Apply what you read —
1. From the patent passage on a reagent for analyzing white blood cells, list every term that names a kind of cell, counting synonyms separately and leaving out abbreviations.
2. Please carry on the patent passage about the reagent for counting residual white blood cells, starting after its final sentence and ignoring the entries.

----- Given text

This application claims the benefit of Provisional Application No. 60/488,945 filed Jul. 21, 2003.
This invention relates to the use of a reagent for automated and manual analysis of nucleated cells in suspension, particularly the analysis and enumeration of residual white blood cells or leukocytes with a high degree of accuracy and precision in leuko-reduced blood products including concentrated platelet and packed red blood cell (“RBC”) products.

----------
----- Entries provided

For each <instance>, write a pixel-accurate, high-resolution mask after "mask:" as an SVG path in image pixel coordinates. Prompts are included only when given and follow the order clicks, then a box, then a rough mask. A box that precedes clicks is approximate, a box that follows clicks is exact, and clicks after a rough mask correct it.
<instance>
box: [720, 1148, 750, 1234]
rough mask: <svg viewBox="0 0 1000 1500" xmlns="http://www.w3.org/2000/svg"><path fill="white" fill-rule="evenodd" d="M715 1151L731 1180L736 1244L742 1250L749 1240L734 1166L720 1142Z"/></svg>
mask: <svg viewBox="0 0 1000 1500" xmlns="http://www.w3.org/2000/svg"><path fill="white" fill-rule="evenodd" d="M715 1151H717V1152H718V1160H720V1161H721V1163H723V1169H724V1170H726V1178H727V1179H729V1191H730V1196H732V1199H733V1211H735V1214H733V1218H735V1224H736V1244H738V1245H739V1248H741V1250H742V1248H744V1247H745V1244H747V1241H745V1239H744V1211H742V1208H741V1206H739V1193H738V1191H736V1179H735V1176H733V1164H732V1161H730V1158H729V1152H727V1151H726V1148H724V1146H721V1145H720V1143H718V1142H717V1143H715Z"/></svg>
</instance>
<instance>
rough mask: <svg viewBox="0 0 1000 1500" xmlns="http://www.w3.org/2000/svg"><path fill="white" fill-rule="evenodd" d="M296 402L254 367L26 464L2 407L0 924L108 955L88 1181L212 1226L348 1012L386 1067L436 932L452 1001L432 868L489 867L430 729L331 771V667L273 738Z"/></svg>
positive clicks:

----------

Answers by item number —
1.
- nucleated cells
- white blood cells
- leukocytes
- red blood cell

2.
Various methods and systems are known for counting or enumerating the amount of residual white blood cells or leukocytes in blood banking products such as red blood cell concentrates, platelet concentrates, and plasma. Methods for counting the number of residual white blood cells in blood banking products include microscopic examination of manually prepared dilutions of these products in specially designed hemocytometers and flow-cytometric enumeration of white blood cells. (See Moroff et al, “Validation of the Use of the Nageotte Hemocytometer to Count Low Levels of White Cells in White Cell-Reduced Platelet Components” TRANSFUSION, vol. 34, pp. 35-38, (1994), AABB Technical Manual. Method 8.8 “Counting Residual White Cells in Leukocyte-Reduced Blood and Components”, Goodfellow et al. “The United Kingdom National External Quality Assessment Scheme Gating and Standardization Strategy for Use in Residual WBC Counting of WBC-Reduced Blood Components”, TRANSFUSION, vol. 42, pp. 738-746, (2002), Vachula et al. “A Flow Cytometric Method for Counting Very Low Levels of White Cells in Blood and Blood Components.” TRANSFUSION vol. 33, pp. 262-267, (1993).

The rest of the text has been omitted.